■ **Records supplied**
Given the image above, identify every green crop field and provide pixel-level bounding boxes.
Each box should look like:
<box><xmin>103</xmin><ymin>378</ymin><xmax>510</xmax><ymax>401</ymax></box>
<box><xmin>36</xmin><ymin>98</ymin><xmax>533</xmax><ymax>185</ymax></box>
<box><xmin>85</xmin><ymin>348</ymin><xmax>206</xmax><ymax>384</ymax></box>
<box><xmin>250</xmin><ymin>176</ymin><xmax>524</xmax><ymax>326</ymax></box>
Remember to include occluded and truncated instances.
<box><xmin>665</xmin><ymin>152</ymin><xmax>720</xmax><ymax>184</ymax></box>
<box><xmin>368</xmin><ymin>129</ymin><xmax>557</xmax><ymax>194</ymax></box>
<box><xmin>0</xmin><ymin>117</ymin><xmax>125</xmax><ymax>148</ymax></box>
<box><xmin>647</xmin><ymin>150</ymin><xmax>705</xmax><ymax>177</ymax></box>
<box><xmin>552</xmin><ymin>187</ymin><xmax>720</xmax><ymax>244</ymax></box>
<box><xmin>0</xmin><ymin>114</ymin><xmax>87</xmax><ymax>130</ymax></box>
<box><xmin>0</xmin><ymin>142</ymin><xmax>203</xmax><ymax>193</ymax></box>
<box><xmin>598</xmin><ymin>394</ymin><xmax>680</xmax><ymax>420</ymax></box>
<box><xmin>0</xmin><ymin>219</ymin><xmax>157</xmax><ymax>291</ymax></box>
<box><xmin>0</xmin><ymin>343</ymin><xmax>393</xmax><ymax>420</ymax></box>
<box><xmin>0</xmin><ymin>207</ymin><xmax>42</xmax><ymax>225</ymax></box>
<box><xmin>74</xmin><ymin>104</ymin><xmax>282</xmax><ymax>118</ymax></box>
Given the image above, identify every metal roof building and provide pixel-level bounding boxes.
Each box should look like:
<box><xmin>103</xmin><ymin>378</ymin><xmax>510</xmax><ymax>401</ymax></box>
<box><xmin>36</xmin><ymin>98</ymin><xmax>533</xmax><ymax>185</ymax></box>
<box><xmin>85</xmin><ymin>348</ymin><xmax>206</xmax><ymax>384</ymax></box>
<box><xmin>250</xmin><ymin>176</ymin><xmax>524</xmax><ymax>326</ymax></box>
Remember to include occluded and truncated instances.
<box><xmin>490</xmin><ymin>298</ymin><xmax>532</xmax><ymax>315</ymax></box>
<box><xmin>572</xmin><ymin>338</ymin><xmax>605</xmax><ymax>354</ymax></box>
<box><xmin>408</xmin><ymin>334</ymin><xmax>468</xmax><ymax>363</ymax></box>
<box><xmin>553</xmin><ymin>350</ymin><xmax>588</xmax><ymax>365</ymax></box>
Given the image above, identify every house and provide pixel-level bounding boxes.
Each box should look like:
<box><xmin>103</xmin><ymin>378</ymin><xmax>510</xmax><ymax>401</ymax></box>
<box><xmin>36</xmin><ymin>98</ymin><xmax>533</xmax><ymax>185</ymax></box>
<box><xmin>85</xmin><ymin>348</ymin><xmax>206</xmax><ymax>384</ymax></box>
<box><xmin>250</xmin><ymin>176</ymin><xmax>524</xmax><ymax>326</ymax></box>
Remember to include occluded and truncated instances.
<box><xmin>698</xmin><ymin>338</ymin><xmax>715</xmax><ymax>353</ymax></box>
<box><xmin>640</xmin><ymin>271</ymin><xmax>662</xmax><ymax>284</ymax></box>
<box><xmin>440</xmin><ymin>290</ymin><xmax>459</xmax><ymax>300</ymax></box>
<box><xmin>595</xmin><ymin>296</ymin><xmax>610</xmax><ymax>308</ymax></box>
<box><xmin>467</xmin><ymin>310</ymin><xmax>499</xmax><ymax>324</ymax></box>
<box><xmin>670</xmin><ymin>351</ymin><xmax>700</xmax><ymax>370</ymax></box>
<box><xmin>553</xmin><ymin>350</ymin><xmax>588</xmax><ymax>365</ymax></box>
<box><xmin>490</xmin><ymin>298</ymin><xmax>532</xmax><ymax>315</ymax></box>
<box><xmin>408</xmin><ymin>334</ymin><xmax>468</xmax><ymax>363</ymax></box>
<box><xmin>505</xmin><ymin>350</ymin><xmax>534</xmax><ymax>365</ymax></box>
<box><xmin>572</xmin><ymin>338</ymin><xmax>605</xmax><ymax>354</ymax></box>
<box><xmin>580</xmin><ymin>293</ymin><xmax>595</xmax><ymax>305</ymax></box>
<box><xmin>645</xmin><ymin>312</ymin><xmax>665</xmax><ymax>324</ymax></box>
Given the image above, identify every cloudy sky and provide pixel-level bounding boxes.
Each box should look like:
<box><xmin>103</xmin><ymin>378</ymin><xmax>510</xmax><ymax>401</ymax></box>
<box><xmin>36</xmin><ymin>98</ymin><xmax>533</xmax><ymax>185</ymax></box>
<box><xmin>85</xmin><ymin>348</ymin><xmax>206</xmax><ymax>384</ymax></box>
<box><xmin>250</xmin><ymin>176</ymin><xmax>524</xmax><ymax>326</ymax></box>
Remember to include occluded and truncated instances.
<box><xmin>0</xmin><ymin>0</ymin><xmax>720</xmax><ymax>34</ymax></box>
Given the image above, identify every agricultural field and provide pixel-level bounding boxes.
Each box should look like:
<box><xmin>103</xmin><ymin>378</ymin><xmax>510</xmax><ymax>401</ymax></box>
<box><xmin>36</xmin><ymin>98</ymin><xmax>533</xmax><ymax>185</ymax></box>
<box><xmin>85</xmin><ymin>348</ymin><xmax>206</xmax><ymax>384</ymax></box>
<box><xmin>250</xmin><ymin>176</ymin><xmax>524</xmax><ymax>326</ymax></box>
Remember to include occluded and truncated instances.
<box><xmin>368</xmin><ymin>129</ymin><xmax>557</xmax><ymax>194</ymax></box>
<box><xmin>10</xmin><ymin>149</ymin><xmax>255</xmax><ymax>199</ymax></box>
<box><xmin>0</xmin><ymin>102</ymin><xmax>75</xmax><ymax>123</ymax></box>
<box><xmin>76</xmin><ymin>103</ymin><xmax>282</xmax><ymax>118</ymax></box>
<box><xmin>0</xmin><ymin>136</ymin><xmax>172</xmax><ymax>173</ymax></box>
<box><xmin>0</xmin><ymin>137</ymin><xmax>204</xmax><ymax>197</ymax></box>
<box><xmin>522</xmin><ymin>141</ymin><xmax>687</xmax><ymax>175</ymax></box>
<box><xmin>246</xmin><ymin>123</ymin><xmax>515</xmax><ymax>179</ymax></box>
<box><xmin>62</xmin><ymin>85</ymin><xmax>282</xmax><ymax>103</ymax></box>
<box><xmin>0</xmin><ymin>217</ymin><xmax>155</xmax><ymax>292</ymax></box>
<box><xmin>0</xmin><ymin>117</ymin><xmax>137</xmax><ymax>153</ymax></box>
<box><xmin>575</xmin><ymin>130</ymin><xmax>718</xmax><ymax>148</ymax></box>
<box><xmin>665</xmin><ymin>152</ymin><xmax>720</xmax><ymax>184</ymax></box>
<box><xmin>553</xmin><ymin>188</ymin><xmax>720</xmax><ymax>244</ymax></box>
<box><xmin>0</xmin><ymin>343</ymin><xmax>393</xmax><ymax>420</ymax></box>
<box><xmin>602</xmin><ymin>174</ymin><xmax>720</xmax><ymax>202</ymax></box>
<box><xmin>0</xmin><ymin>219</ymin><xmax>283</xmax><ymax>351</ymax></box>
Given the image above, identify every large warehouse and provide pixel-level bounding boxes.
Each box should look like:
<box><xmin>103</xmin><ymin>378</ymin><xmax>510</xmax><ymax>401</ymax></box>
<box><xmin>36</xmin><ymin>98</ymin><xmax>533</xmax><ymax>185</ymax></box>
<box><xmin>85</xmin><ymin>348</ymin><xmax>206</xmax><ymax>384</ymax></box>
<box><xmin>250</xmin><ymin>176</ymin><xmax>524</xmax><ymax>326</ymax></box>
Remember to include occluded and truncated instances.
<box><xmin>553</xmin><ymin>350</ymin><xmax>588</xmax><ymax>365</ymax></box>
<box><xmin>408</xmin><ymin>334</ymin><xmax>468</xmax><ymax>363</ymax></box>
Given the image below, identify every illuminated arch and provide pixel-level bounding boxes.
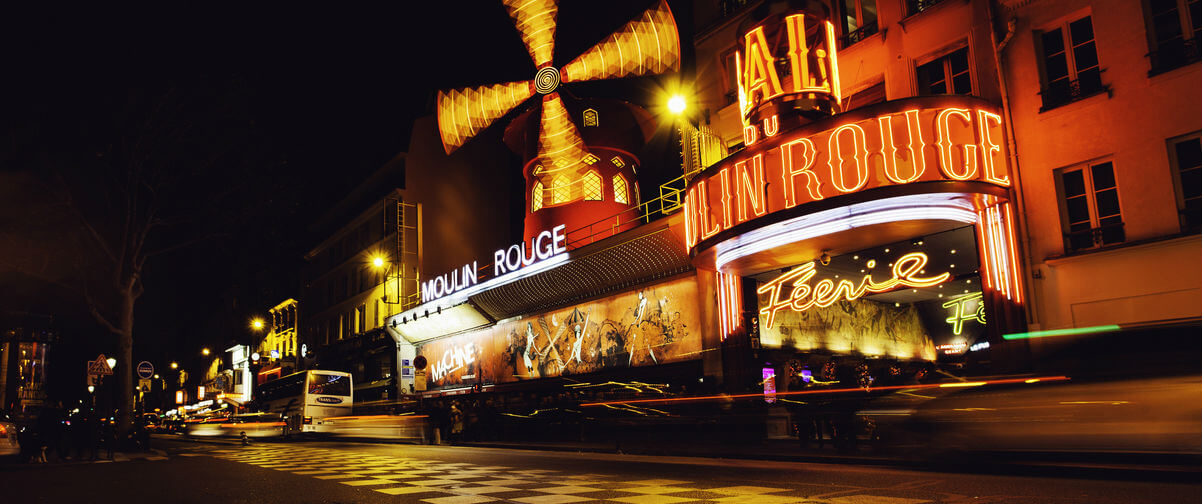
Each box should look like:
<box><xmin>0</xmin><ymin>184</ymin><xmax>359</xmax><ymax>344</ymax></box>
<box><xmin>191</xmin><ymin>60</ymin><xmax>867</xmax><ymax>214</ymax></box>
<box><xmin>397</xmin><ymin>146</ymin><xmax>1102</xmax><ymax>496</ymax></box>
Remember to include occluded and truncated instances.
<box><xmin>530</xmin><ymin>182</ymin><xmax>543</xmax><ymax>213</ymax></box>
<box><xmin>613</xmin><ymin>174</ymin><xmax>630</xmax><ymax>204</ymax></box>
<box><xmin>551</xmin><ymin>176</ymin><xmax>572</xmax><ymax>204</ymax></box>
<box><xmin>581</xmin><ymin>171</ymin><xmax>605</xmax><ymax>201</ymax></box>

■ **Given exercise**
Transcribe the stretch of lines from the line containing "Given the image below, identify" through the end of the lines, leaving out the pictures.

■ **Answer to the exercise**
Given the image below, identify every illuminated arch and provide pixel-level bounding boxes.
Each box should look like:
<box><xmin>0</xmin><ymin>184</ymin><xmax>359</xmax><ymax>344</ymax></box>
<box><xmin>191</xmin><ymin>60</ymin><xmax>867</xmax><ymax>214</ymax></box>
<box><xmin>397</xmin><ymin>146</ymin><xmax>1102</xmax><ymax>496</ymax></box>
Remember to include occluded and truncated instances.
<box><xmin>530</xmin><ymin>182</ymin><xmax>543</xmax><ymax>213</ymax></box>
<box><xmin>613</xmin><ymin>174</ymin><xmax>630</xmax><ymax>204</ymax></box>
<box><xmin>551</xmin><ymin>176</ymin><xmax>572</xmax><ymax>204</ymax></box>
<box><xmin>581</xmin><ymin>171</ymin><xmax>605</xmax><ymax>201</ymax></box>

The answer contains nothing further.